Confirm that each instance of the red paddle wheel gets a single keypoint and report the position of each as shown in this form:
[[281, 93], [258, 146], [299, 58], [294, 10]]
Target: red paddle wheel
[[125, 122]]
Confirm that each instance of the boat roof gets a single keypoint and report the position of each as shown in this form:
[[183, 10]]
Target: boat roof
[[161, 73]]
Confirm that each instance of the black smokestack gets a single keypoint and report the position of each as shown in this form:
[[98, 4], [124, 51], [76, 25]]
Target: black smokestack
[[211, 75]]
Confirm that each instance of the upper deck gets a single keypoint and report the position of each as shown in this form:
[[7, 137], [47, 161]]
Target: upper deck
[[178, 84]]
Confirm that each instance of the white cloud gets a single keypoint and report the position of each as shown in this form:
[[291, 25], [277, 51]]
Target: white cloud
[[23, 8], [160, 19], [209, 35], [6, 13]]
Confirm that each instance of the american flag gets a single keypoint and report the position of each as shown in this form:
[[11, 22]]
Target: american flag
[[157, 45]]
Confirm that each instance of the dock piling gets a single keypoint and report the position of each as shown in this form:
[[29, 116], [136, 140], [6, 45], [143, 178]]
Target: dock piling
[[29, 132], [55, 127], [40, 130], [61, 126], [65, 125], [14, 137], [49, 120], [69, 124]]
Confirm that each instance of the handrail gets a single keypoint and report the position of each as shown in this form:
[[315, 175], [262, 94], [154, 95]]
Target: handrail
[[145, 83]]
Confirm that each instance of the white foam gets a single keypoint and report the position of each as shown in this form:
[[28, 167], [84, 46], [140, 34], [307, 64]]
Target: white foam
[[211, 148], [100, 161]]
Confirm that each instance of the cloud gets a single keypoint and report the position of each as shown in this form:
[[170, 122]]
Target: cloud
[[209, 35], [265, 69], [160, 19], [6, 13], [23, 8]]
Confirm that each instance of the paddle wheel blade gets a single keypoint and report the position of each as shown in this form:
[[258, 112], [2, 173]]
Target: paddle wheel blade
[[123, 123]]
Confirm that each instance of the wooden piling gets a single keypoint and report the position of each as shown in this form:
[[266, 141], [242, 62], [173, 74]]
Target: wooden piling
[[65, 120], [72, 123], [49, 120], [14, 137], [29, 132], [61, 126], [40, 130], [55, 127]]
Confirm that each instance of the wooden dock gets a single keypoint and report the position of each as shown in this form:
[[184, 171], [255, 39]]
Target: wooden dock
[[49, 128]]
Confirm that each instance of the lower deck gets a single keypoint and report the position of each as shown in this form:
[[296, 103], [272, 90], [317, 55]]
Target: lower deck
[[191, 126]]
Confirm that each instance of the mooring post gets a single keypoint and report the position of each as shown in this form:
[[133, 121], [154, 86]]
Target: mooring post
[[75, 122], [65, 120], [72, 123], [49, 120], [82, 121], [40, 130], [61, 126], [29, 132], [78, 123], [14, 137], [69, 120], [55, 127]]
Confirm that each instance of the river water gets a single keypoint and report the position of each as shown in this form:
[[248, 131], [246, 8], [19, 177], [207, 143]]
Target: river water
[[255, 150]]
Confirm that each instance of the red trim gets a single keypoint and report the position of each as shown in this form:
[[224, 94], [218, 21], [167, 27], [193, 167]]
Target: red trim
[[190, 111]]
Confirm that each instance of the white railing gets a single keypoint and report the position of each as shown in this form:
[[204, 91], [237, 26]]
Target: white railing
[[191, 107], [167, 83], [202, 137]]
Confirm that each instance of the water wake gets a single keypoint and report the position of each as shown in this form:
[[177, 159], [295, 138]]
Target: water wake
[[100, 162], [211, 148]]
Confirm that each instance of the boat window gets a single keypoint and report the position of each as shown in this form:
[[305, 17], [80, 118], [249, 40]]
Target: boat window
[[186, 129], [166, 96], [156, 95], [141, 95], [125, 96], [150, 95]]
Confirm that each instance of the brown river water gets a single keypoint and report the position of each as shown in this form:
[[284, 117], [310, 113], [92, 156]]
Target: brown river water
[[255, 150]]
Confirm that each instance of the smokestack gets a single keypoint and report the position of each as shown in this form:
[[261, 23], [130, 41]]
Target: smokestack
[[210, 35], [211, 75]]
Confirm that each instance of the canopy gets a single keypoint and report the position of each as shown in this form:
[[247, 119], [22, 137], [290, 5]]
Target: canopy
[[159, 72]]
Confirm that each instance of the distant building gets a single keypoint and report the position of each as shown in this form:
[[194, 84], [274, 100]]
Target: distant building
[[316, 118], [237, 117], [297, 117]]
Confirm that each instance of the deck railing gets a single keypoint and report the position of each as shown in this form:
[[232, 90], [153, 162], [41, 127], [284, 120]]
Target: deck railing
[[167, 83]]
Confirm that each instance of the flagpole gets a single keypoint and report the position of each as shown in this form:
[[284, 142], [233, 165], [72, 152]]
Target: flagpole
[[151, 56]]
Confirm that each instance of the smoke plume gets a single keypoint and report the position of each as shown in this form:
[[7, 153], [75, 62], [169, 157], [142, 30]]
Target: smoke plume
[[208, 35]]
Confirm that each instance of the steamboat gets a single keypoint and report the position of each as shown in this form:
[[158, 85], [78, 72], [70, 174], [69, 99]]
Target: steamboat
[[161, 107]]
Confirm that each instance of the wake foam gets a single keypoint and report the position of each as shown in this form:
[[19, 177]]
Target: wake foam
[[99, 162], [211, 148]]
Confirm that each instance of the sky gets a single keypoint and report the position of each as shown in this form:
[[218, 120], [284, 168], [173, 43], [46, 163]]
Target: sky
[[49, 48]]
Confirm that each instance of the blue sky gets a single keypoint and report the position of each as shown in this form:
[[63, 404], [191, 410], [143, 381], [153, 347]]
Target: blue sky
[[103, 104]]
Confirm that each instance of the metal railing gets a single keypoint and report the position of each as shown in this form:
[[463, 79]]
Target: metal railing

□ □ □

◆ Brief:
Gather each line in the data that holds the string "metal".

◆ Solution for this problem:
Confirm that each instance of the metal railing gets a single keypoint and report the position of each as shown in this form:
Target: metal railing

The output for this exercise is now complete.